Data items:

________________

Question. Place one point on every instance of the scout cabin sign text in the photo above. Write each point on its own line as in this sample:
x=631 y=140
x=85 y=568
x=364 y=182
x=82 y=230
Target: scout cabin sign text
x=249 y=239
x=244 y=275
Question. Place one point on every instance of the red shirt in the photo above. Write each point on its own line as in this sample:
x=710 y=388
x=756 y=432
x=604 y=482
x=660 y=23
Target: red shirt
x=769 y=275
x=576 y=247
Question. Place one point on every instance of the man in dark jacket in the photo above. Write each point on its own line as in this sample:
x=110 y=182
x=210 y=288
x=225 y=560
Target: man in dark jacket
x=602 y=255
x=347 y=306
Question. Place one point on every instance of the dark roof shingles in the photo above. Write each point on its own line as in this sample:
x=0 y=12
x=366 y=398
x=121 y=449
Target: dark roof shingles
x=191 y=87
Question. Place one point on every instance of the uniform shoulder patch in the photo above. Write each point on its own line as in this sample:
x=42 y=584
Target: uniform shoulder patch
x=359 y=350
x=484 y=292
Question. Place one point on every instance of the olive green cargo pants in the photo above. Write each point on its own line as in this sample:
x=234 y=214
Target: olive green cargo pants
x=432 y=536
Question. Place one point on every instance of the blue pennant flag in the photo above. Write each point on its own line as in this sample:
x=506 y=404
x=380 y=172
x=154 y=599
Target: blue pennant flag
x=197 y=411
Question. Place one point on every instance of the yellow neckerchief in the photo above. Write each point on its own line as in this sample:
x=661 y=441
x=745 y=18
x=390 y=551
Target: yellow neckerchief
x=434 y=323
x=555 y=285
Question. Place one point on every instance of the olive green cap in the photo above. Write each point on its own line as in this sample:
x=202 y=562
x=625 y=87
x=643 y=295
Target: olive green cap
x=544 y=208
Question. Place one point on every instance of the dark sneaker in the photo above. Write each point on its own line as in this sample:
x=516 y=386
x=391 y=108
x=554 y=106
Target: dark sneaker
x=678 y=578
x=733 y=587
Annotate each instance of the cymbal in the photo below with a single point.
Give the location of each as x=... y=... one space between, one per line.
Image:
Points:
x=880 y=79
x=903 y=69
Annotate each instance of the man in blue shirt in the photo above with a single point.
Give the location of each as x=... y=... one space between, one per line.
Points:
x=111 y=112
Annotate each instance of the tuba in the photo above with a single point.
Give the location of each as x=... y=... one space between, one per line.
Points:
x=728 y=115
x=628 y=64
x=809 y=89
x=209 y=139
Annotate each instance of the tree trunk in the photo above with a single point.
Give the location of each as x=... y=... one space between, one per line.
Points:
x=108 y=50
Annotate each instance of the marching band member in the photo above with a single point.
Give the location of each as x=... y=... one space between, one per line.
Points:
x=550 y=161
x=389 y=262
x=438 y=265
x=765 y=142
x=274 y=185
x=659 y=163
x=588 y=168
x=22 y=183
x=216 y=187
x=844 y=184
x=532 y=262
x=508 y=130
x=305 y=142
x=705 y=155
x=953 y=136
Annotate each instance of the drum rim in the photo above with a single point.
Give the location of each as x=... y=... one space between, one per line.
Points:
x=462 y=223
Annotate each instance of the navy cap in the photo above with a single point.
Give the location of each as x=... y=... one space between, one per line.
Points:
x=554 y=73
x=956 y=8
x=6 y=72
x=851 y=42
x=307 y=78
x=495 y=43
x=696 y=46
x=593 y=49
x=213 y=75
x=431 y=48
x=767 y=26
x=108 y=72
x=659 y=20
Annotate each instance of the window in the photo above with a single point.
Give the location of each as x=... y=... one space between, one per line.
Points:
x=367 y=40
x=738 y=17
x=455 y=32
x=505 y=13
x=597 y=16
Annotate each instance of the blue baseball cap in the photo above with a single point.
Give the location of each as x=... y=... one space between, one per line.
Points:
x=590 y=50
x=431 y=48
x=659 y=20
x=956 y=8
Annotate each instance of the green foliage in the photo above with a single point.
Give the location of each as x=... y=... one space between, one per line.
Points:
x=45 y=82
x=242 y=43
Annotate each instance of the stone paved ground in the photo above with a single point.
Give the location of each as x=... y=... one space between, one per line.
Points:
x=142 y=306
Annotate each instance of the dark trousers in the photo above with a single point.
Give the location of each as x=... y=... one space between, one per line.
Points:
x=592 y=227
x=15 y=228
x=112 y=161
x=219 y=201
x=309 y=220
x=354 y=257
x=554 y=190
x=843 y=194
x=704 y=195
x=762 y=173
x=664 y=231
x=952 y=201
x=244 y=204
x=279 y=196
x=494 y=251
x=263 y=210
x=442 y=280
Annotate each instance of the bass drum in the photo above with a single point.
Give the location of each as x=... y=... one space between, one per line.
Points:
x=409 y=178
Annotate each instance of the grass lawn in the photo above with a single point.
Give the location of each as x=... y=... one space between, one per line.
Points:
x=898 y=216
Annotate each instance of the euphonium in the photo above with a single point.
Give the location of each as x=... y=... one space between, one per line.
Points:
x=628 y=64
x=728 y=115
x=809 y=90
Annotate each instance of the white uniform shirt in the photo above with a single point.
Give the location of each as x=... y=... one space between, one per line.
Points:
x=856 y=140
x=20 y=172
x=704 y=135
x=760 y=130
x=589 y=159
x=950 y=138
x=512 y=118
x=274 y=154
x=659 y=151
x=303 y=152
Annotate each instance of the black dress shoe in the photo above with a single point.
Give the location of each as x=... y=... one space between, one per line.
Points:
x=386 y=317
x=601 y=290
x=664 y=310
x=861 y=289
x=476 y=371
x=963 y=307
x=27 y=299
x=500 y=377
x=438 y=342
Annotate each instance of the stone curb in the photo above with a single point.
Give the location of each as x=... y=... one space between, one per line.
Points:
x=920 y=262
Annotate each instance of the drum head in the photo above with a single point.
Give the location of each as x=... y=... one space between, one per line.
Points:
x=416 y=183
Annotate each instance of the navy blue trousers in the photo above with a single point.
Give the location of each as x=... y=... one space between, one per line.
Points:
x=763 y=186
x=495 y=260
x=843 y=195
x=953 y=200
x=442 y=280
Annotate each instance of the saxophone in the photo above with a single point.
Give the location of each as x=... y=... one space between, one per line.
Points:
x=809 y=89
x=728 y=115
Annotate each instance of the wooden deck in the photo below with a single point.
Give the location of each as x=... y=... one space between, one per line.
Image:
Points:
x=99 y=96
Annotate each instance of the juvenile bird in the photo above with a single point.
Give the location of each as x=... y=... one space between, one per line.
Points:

________________

WHAT YOU HAVE TO DO: Repeat the lines above exactly.

TASK OUTPUT:
Question. Place one point on every instance of the scout cabin sign text in the photo above. Write each point on its own line as in this sample:
x=631 y=140
x=85 y=568
x=364 y=182
x=82 y=230
Target: scout cabin sign text
x=249 y=239
x=244 y=275
Question. Place one point on every instance of the red shirt in the photo above. Write each point on its own line as in this sample:
x=710 y=388
x=756 y=432
x=604 y=482
x=660 y=23
Target: red shirt
x=769 y=275
x=576 y=247
Question. Place one point on every instance of the man in dark jacket in the photo above. Write each point on its own line as in this sample:
x=110 y=182
x=210 y=288
x=225 y=560
Target: man in dark jacket
x=602 y=255
x=347 y=306
Question. Place one point on every instance of the dark roof shingles in the photo above. Write each point on its own line as in this sample:
x=0 y=12
x=366 y=398
x=121 y=449
Target: dark roof shingles
x=191 y=87
Question. Place one point on every instance of the uniform shoulder patch in the photo above. Write each point on its own line as in this sample:
x=42 y=584
Target: uniform shoulder patch
x=359 y=350
x=484 y=292
Question. Place one point on every instance of the olive green cargo pants in the photo above. Write each point on its own line as in this sample:
x=234 y=214
Target: olive green cargo pants
x=432 y=536
Question. Place one point on every instance of the blue pennant flag in the photo above. Write each point on its own line as in this sample:
x=506 y=404
x=380 y=172
x=154 y=599
Target: blue pennant flag
x=197 y=411
Question. Place one point on every instance of the yellow neckerchief in the photo above. Write each point on its own line as in this sample:
x=661 y=441
x=745 y=18
x=390 y=551
Target: yellow neckerchief
x=434 y=323
x=555 y=285
Question. Place one point on every instance of the olive green cap in the photo above. Write each point on its own line as in this sample:
x=202 y=562
x=625 y=87
x=643 y=295
Target: olive green cap
x=544 y=208
Question. Place one point on every instance of the dark sneaker in the photo above. Write each point on its own line as in this sample:
x=516 y=386
x=391 y=108
x=554 y=106
Target: dark sneaker
x=678 y=578
x=733 y=587
Annotate each instance of the cymbal in the photo below with a single point.
Give the location of each as x=... y=... one space between, one per line.
Image:
Points:
x=880 y=79
x=903 y=69
Annotate each instance of the man in blue shirt in the photo above with a single point.
Give the location of each as x=... y=... one space between, one per line.
Points:
x=111 y=112
Annotate each instance of the tuba in the photo above with a single point.
Give the location of each as x=... y=... one space between, one per line.
Points:
x=728 y=115
x=628 y=64
x=809 y=89
x=209 y=139
Annotate each instance of the tree trunk in the photo above with a single point.
Give the location of each as x=... y=... one space between, one per line.
Points:
x=108 y=50
Annotate each instance of the marching band member in the photo above with a single point.
Give the location of each as x=... y=... one space between, one per line.
Points:
x=550 y=161
x=389 y=262
x=438 y=265
x=765 y=142
x=274 y=185
x=659 y=163
x=588 y=168
x=22 y=183
x=216 y=187
x=844 y=184
x=532 y=262
x=508 y=130
x=305 y=142
x=705 y=155
x=953 y=136
Annotate each instance of the drum rim in the photo above with a single point.
Give the location of each as x=... y=... one space between, one per line.
Points:
x=462 y=223
Annotate each instance of the navy cap in the photo above with a single point.
Give the location of each as x=... y=... one space between, one per line.
Points:
x=554 y=73
x=956 y=8
x=6 y=72
x=851 y=42
x=307 y=78
x=495 y=43
x=696 y=46
x=593 y=49
x=213 y=75
x=431 y=48
x=767 y=26
x=108 y=72
x=659 y=20
Annotate each instance of the window in the photo above with a single point.
Give the location of each as x=... y=... one space between, one per line.
Points:
x=367 y=40
x=738 y=17
x=455 y=32
x=505 y=13
x=597 y=16
Annotate each instance of the blue baseball cap in the photo above with a single point.
Give the location of each as x=... y=... one space between, one per line.
Points:
x=590 y=50
x=431 y=48
x=659 y=20
x=956 y=8
Annotate each instance of the green foliage in the photo above with a single point.
Give the location of each as x=... y=... one space between, one per line.
Points:
x=45 y=82
x=242 y=43
Annotate each instance of the stone paved ground in the photo above with a single point.
Give the location of each as x=... y=... one space between, one per line.
Points:
x=142 y=306
Annotate each instance of the dark trousers in the photo above with a single point.
Give the location of each as x=... y=... one space between, one per line.
Points:
x=592 y=227
x=15 y=228
x=112 y=161
x=219 y=201
x=309 y=220
x=354 y=257
x=554 y=190
x=843 y=194
x=704 y=195
x=762 y=173
x=664 y=231
x=952 y=201
x=244 y=204
x=279 y=196
x=494 y=251
x=263 y=210
x=442 y=280
Annotate each instance of the bass drum in the photo above with a single point.
Give the location of each as x=... y=... one space between, one per line.
Points:
x=409 y=178
Annotate each instance of the grass lawn in the photo above with a single point.
Give the location of each as x=... y=... one space between, one per line.
Points:
x=898 y=216
Annotate each instance of the euphonium in the photo above with a single point.
Give the location of each as x=... y=... one space between, one per line.
Points:
x=628 y=64
x=728 y=115
x=809 y=90
Annotate each instance of the white uniform shirt in the photo above with a single point.
Give the location of each as x=... y=... one space between, one per line.
Points:
x=856 y=140
x=20 y=172
x=704 y=135
x=760 y=130
x=589 y=159
x=950 y=138
x=512 y=118
x=274 y=154
x=659 y=151
x=303 y=152
Annotate each instance of the black dress shoe in the photo above with a single point.
Give the location of each as x=... y=... one space between, one per line.
Points:
x=386 y=317
x=601 y=290
x=664 y=310
x=861 y=289
x=476 y=371
x=963 y=307
x=27 y=299
x=500 y=377
x=438 y=342
Annotate each instance of the stone curb in the photo above with a single point.
Give the location of each as x=... y=... one space between, one per line.
Points:
x=920 y=262
Annotate each instance of the drum head in the photo above with a single point.
Give the location of each as x=... y=... one space between, one per line.
Points:
x=416 y=183
Annotate each instance of the navy blue trousers in the photo above with a single point.
Give the location of each as x=... y=... one space between, one per line.
Points:
x=763 y=186
x=495 y=260
x=843 y=195
x=953 y=200
x=442 y=280
Annotate each instance of the saxophone in the photo above with a single point.
Give the location of each as x=... y=... one space between, one per line.
Points:
x=809 y=89
x=728 y=115
Annotate each instance of the wooden deck in the photo below with a single point.
Give the location of each as x=... y=... one space between, one per line.
Image:
Points:
x=99 y=96
Annotate each instance of the juvenile bird in the photo above with a single point.
Give the location of each as x=... y=... one space between, one per line.
Points:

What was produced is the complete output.